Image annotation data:
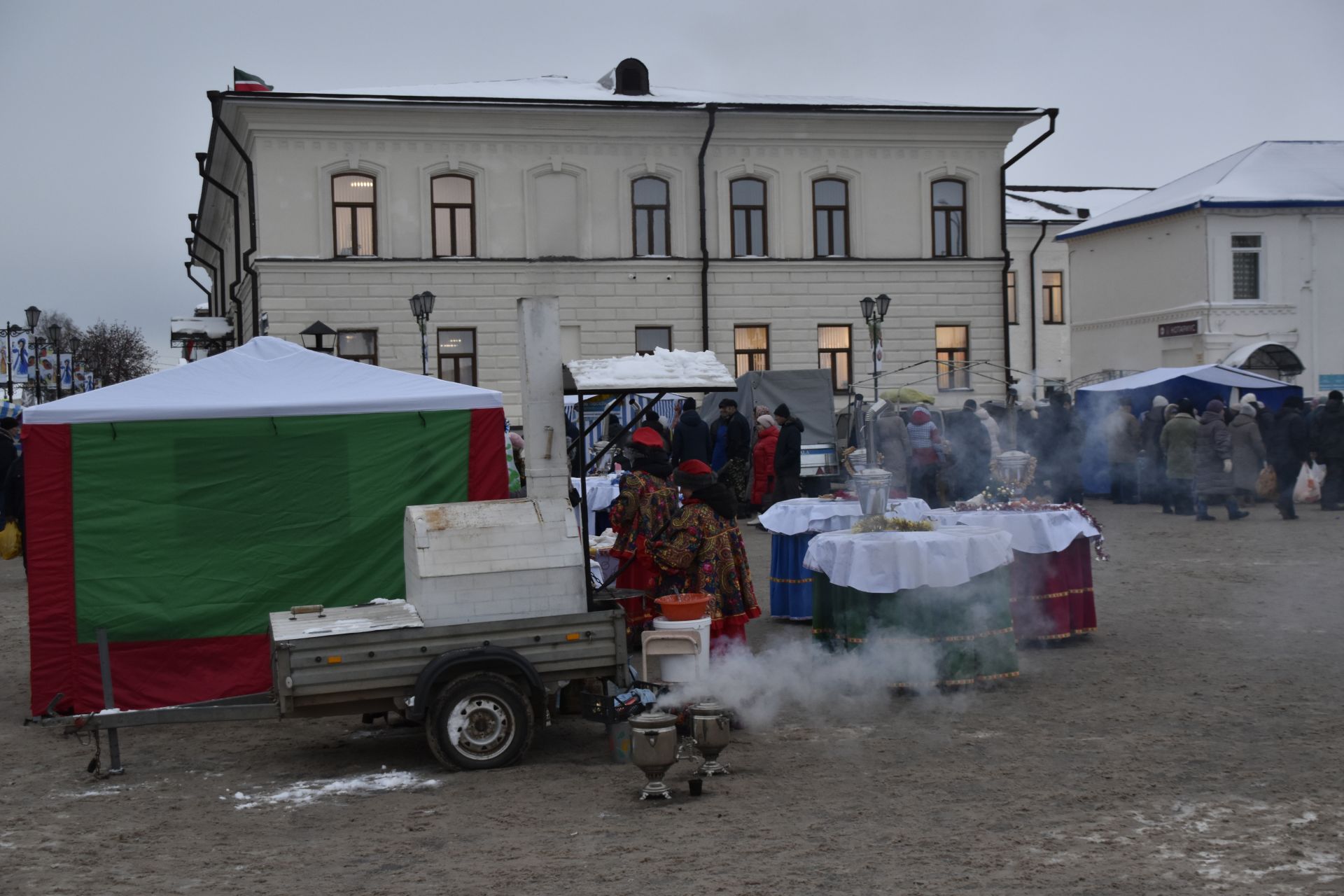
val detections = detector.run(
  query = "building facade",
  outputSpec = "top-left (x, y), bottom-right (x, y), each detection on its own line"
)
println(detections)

---

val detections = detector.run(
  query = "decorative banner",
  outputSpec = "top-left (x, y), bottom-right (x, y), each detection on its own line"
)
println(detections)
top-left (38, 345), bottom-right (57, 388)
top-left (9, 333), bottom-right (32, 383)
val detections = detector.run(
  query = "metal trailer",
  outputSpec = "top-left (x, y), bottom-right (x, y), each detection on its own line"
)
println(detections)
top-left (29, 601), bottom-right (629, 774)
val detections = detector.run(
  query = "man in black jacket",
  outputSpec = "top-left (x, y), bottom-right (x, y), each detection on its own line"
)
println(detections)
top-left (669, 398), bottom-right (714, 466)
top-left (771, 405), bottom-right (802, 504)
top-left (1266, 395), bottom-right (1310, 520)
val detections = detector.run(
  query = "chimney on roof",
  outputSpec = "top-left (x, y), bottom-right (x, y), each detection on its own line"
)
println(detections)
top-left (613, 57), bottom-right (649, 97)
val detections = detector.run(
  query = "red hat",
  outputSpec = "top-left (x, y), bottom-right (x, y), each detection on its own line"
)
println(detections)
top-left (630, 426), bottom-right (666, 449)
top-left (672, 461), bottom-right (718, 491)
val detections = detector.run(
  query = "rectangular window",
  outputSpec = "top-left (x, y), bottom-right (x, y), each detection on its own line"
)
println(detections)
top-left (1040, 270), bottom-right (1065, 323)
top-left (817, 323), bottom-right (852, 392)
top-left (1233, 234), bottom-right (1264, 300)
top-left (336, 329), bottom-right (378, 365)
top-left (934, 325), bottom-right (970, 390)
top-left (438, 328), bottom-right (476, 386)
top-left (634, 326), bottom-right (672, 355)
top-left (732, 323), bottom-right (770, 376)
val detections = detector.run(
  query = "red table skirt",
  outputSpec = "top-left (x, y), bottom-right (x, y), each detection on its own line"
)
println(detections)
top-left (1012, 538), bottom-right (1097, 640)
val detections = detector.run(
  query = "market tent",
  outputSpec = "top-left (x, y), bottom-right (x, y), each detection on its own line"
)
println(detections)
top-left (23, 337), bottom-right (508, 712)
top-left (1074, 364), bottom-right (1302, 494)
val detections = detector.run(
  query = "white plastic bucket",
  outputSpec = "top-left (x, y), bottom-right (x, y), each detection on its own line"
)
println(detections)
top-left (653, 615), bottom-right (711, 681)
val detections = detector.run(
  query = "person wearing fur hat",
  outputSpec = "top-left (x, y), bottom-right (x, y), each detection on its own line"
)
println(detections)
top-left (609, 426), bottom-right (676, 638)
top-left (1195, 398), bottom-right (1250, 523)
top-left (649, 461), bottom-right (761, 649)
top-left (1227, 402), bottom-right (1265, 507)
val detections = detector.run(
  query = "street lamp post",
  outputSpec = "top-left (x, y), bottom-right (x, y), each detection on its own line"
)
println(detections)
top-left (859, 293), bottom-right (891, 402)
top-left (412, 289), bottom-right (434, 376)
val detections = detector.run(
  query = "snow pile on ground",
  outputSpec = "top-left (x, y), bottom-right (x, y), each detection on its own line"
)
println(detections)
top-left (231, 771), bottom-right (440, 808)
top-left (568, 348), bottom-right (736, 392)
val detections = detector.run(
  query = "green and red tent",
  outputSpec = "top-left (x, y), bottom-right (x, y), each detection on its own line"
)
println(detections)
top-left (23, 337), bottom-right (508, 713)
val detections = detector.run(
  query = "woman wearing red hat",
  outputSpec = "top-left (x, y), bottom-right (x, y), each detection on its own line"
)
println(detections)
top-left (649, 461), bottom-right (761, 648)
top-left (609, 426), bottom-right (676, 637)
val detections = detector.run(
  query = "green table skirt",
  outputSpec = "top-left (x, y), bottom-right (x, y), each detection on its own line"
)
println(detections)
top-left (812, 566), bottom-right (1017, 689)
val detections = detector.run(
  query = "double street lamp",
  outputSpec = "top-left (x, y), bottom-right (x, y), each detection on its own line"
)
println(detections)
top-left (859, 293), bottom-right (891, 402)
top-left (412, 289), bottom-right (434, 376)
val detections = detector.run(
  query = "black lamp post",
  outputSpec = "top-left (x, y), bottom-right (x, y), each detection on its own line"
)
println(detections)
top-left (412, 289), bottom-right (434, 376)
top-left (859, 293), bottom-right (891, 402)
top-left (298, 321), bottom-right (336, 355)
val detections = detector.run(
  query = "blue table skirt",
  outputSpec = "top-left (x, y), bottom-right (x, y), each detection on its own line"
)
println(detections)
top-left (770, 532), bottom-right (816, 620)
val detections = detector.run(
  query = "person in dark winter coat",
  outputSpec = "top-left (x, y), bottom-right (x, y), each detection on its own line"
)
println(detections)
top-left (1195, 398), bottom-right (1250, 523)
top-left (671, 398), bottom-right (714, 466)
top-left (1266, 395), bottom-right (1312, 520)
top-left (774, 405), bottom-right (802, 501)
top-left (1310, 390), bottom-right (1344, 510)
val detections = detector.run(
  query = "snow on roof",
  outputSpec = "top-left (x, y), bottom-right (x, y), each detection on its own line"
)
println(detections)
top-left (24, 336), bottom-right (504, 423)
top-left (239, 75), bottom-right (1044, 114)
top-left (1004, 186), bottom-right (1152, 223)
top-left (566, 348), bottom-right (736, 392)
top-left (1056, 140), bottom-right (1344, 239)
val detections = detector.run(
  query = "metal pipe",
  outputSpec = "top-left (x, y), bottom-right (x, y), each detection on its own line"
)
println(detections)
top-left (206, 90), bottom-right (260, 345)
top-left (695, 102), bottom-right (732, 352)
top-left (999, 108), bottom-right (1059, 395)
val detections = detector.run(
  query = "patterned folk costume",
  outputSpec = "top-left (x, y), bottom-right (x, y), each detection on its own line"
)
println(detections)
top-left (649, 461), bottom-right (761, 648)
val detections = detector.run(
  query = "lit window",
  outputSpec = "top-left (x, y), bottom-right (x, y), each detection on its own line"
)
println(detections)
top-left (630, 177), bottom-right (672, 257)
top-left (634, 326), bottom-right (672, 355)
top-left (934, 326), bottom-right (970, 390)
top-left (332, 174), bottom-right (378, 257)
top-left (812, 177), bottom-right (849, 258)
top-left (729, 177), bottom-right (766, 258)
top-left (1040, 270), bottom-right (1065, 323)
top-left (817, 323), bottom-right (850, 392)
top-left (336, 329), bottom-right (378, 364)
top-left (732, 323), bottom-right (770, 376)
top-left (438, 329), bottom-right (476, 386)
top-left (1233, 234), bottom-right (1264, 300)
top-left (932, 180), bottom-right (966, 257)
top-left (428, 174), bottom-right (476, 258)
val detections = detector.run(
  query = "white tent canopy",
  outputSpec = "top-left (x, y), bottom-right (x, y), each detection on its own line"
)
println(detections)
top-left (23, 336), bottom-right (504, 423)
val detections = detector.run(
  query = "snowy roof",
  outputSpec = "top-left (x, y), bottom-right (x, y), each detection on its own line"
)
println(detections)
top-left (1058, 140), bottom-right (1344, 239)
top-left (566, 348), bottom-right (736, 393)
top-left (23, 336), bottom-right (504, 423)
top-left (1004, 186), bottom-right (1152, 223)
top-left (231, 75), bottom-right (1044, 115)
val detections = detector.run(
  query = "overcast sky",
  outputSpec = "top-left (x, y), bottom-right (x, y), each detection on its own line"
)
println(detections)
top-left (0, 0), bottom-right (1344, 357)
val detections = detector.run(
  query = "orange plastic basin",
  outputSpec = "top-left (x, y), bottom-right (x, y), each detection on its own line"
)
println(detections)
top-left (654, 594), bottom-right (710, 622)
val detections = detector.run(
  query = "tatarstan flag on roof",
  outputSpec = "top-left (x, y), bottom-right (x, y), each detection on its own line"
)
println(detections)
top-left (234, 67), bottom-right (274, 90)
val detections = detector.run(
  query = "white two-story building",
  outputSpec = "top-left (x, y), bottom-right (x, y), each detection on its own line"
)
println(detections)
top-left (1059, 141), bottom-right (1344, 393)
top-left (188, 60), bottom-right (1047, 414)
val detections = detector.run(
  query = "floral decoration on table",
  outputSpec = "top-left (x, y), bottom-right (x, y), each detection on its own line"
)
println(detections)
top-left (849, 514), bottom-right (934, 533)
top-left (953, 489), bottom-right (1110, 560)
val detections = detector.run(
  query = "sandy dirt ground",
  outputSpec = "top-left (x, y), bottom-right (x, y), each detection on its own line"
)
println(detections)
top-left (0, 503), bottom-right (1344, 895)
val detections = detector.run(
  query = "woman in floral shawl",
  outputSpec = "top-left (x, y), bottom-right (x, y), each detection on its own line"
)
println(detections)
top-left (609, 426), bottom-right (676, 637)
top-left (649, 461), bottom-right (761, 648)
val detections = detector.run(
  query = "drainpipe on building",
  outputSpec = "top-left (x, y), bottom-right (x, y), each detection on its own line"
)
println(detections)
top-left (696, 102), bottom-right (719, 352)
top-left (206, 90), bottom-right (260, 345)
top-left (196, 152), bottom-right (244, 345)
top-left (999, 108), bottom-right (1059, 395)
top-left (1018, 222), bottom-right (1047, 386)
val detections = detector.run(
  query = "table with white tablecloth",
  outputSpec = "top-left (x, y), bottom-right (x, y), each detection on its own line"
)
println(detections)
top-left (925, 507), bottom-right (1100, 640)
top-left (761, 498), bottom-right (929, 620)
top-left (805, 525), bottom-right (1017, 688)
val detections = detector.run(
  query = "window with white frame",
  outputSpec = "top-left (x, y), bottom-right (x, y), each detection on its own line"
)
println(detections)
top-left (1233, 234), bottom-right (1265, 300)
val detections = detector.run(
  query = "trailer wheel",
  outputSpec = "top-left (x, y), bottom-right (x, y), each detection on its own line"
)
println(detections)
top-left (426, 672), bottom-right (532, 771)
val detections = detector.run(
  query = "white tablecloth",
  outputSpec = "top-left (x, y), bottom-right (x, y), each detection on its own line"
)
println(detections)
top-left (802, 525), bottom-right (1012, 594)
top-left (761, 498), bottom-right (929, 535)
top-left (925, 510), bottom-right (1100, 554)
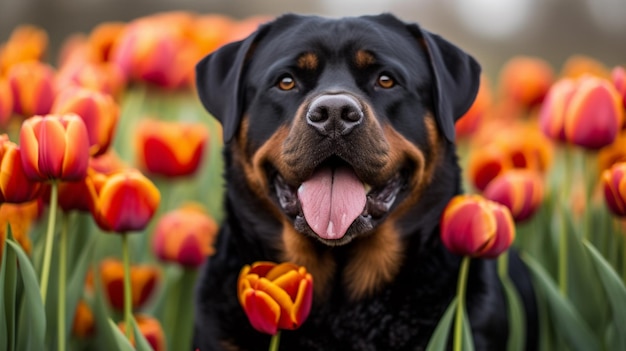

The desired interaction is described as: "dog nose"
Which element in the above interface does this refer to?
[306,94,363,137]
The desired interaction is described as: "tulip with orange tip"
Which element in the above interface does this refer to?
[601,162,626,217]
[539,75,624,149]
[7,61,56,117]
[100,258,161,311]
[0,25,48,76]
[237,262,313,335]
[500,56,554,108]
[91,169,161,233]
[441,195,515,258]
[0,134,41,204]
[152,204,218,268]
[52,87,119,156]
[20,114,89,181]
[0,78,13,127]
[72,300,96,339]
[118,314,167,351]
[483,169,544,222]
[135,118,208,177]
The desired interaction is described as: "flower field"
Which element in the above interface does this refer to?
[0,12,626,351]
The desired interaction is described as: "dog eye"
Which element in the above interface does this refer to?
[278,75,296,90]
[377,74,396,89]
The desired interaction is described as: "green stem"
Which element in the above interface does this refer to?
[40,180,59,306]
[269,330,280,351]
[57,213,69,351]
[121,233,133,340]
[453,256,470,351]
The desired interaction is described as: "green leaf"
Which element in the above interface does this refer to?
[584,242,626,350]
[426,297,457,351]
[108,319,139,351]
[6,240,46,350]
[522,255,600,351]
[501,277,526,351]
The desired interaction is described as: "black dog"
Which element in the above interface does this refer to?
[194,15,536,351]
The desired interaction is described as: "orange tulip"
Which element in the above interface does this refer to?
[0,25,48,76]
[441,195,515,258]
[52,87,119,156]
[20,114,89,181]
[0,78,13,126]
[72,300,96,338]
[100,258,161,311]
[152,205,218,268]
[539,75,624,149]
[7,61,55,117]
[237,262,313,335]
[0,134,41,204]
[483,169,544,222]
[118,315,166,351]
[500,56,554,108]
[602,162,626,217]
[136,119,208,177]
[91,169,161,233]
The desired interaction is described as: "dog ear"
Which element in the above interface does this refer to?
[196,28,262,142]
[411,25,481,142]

==

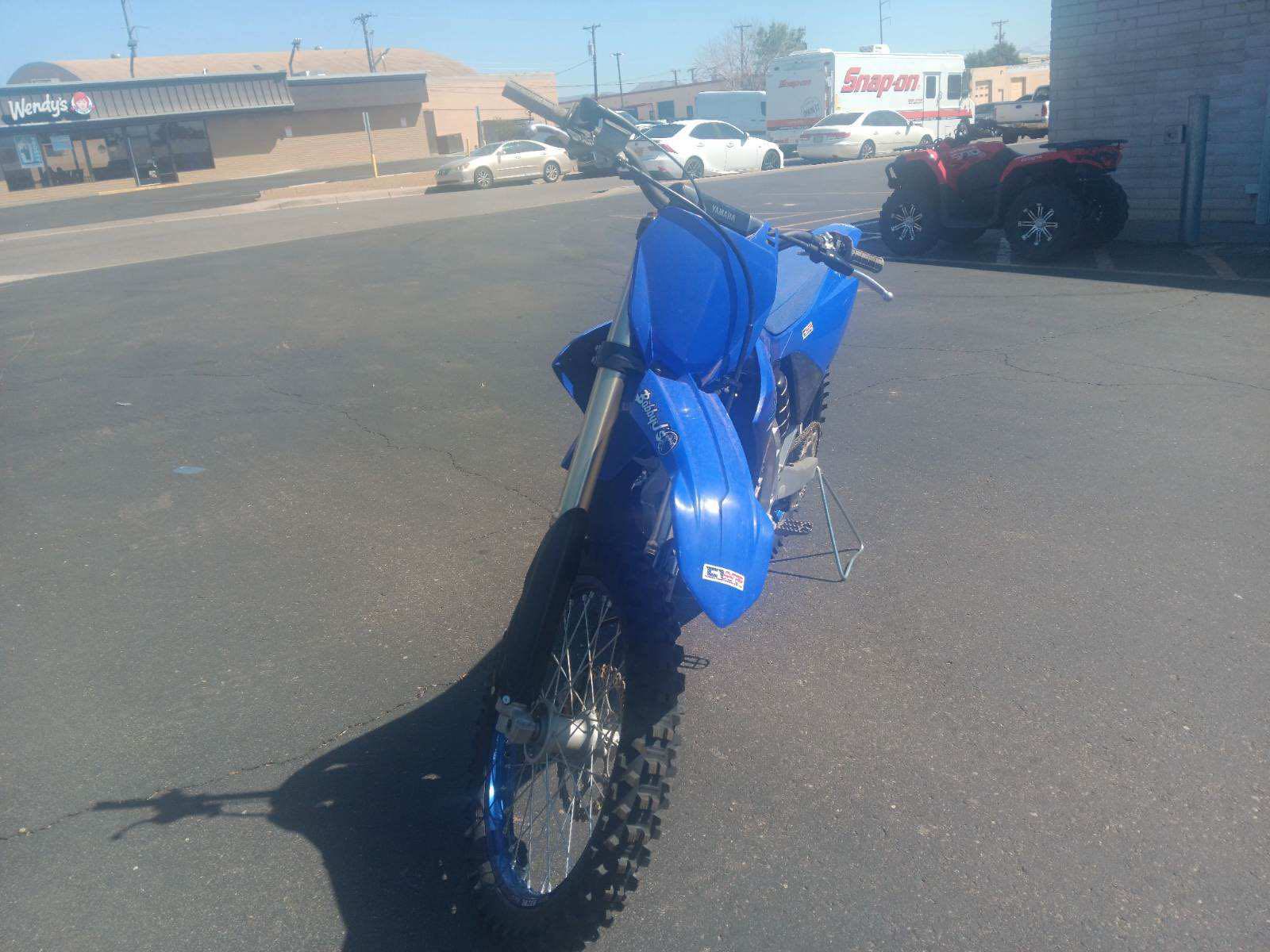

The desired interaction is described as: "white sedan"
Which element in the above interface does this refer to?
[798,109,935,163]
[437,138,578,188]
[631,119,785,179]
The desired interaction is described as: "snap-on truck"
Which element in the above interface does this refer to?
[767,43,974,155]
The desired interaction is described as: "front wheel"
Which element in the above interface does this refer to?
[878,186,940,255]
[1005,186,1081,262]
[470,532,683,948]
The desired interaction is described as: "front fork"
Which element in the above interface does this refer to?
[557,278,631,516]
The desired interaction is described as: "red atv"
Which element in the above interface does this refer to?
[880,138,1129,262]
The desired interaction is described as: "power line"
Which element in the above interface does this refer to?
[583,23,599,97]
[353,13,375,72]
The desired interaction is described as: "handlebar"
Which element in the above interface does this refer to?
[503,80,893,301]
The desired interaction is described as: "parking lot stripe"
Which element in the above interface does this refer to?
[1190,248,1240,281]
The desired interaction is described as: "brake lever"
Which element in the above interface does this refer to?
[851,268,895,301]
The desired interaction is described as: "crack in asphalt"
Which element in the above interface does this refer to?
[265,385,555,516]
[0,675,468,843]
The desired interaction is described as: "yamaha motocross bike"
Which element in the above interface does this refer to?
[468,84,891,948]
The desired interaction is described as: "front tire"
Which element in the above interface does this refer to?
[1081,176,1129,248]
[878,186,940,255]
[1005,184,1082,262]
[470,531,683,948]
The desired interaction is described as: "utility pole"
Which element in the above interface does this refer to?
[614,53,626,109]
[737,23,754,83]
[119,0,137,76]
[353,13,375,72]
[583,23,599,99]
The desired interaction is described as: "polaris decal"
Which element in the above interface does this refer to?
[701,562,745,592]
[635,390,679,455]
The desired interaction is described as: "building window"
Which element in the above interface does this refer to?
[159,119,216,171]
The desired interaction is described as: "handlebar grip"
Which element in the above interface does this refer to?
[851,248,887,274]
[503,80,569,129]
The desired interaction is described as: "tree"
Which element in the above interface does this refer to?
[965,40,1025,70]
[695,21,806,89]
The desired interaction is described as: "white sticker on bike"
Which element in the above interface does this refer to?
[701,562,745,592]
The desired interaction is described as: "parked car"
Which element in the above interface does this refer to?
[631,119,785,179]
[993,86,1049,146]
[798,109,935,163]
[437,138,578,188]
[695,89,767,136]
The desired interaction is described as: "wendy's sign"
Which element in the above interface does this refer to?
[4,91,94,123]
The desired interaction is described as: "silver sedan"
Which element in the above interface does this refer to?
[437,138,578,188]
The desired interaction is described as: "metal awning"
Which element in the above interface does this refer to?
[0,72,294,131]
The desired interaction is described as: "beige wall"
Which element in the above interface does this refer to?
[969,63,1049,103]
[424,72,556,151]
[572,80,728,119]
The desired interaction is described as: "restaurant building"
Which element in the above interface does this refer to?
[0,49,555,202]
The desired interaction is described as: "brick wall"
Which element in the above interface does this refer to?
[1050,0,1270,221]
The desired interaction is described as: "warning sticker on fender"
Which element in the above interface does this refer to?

PROBLEM REQUIREMENTS: Report how many lines in the records above contain the string "window", counting only matches with the same case.

WRITTEN RESPONSE: 4